◆ TASK TO CARRY OUT
Copy each of the following entries word for word, from first to last.

◆ RECORDS TO PROCESS

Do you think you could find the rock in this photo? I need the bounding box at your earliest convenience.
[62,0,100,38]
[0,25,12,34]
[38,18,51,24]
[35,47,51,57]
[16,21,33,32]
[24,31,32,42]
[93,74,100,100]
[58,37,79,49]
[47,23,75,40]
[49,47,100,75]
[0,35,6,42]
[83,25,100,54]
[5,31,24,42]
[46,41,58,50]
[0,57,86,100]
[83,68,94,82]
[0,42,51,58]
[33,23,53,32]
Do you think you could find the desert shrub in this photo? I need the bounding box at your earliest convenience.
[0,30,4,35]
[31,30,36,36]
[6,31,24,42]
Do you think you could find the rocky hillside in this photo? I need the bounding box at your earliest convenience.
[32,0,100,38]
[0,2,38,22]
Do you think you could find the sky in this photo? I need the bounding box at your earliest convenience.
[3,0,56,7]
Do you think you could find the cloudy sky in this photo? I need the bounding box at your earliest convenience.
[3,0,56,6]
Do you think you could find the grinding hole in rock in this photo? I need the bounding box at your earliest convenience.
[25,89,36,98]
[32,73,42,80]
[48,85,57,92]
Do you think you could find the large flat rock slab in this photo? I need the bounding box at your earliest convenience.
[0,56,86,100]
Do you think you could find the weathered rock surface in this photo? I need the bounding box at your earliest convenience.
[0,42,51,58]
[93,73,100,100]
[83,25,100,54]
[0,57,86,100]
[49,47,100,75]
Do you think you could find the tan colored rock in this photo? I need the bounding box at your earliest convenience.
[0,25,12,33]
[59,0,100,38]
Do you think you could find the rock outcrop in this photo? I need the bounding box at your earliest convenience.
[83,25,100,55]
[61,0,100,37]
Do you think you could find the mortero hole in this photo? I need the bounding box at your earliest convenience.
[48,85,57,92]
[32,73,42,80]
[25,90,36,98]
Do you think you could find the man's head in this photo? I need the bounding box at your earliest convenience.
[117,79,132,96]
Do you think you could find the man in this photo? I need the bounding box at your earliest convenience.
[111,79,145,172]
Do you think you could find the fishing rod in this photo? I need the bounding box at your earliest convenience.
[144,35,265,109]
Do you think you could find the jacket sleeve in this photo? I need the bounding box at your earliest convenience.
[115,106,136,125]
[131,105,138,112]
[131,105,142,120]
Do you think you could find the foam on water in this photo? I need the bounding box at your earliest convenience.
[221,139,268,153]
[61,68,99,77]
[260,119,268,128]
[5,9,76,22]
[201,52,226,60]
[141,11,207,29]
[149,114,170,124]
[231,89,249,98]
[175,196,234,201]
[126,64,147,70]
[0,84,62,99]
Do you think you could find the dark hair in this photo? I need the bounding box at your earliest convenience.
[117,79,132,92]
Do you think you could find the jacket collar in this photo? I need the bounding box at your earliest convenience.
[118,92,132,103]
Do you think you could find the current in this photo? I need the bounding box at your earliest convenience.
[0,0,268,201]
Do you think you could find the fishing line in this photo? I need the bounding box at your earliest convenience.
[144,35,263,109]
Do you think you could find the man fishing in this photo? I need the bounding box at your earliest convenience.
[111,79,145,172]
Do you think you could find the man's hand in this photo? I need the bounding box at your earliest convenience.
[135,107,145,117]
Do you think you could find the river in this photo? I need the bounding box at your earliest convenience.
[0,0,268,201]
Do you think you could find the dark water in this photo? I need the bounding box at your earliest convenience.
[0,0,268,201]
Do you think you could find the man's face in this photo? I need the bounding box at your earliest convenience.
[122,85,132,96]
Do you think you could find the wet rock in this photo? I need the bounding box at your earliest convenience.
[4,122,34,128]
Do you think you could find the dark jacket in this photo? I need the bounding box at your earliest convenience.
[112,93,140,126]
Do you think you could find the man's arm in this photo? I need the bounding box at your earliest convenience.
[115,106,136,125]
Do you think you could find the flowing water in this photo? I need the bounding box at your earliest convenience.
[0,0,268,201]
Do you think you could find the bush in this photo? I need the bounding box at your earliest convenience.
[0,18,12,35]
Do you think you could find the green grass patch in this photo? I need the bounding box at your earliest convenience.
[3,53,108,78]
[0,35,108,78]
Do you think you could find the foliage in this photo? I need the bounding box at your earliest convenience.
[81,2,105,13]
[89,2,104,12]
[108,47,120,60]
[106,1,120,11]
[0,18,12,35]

◆ WRITTEN SOLUTION
Do you think you could find the rock in this photo? I need the bounding box at your earliest convenience.
[62,0,100,38]
[0,25,12,34]
[38,18,51,24]
[35,47,51,57]
[16,21,33,32]
[24,31,32,42]
[93,74,100,100]
[58,37,79,49]
[47,23,75,40]
[49,47,100,75]
[0,35,6,42]
[83,25,100,54]
[5,31,24,42]
[46,41,58,50]
[0,57,86,100]
[83,68,94,82]
[0,42,51,58]
[33,23,53,32]
Do you think you could find the desert shrub in this photo? I need the bounding box at your earliest convenience.
[0,30,4,35]
[31,30,36,36]
[6,31,24,42]
Do you think you could find the rocky hillside in this photo? I need the bounding box at your earliest convenience.
[32,0,100,38]
[0,2,38,22]
Do you think you could find the sky in this photo? I need the bounding box at your earliest convenience.
[3,0,56,7]
Do you think you could find the cloudy sky in this photo? I need the bounding box at your earliest convenience.
[3,0,56,6]
Do you think you could find the grinding hole in rock in this photo? I need the bounding box at your earliest convenience.
[25,89,36,98]
[32,73,42,80]
[48,85,57,92]
Do you think you could find the large flat rock slab in this photo? I need the bounding box at your earliest convenience.
[0,56,86,100]
Do you think you could find the weathered rock surface in this photo? I need the bounding box at your earliest convenience.
[0,42,51,58]
[93,73,100,100]
[83,25,100,54]
[0,57,86,100]
[49,47,100,75]
Do you think you could find the tan colored rock in this photo? I need the bounding box at your earliest convenience.
[0,25,12,33]
[59,0,100,38]
Do you think you could find the rock outcrop in this photo? I need the bounding box at your earliest convenience.
[83,25,100,55]
[61,0,100,37]
Do you think you could find the mortero hole in this photo? I need the bounding box at your earliest convenience.
[48,85,57,92]
[32,73,42,80]
[25,90,36,98]
Do you think you could find the man's head in this photo? I need the bounding box at your earliest convenience.
[117,79,132,96]
Do you think you could find the man in this photo? I need the bounding box at your earliest convenience.
[111,79,145,172]
Do you think you could find the fishing rod in this photo? I need the bounding box at your earliest convenience.
[144,35,265,109]
Do you think you could find the jacket sleeve in this photo? I need the bounding box at your earliest convenience.
[115,106,136,125]
[131,105,138,112]
[131,105,142,120]
Do you think you could find the foam on water in this photo? I need the bounding box at your earliest convenience.
[221,139,268,153]
[61,68,99,77]
[260,119,268,128]
[5,9,76,22]
[201,52,226,60]
[141,11,207,29]
[149,114,170,124]
[231,89,249,98]
[175,196,234,201]
[126,64,147,70]
[0,84,62,99]
Do you think you could find the dark hair in this photo? I need the bounding box at your earliest convenience.
[117,79,132,92]
Do you think you could find the jacket collar in this photo? I need the bounding box at your earliest convenience.
[118,92,132,103]
Do you think you could find the current in this photo? I need the bounding box at your earliest convenience.
[0,0,268,201]
Do you think you could find the fishing line in this photo? I need the bounding box at your earliest convenience.
[144,35,263,109]
Do you think you could find the man fishing in this photo? I need the bounding box at your earliest convenience.
[111,79,145,172]
Do you think you could find the man's hand in this photo? I need the bounding box at your earliest convenience.
[135,107,145,117]
Do you think you could find the river in this photo? I need the bounding box at your earliest convenience.
[0,0,268,201]
Do you think you could find the dark water in this photo? I need the bounding box at your earliest convenience.
[0,0,268,201]
Do you think you could find the man's face in this photo? I need the bounding box at your earliest convenience.
[122,85,132,96]
Do you think you could find the wet rock in this photo? I need the bounding box at your earliest convenience.
[4,122,34,128]
Do you think you could find the dark jacket in this photo? I need the bounding box at your earliest convenience.
[112,93,140,126]
Do you think you could find the man's arm in this photo? I need the bounding box at your earliest convenience.
[115,106,136,125]
Do you think you could find the flowing water in this photo? I need the bounding box at your earliest convenience.
[0,0,268,201]
Do you think you could find the bush in this photo? I need the bounding box at your earliest convenience.
[0,18,12,35]
Do you think you could find the green grass patch in this photo? I need the bounding box at your earliest convenience.
[3,53,108,78]
[0,35,108,78]
Do you think you could find the foliage in this photo? I need the bounding box at your earliest convenience.
[81,2,105,13]
[89,2,104,12]
[108,47,120,60]
[106,1,120,11]
[0,18,12,35]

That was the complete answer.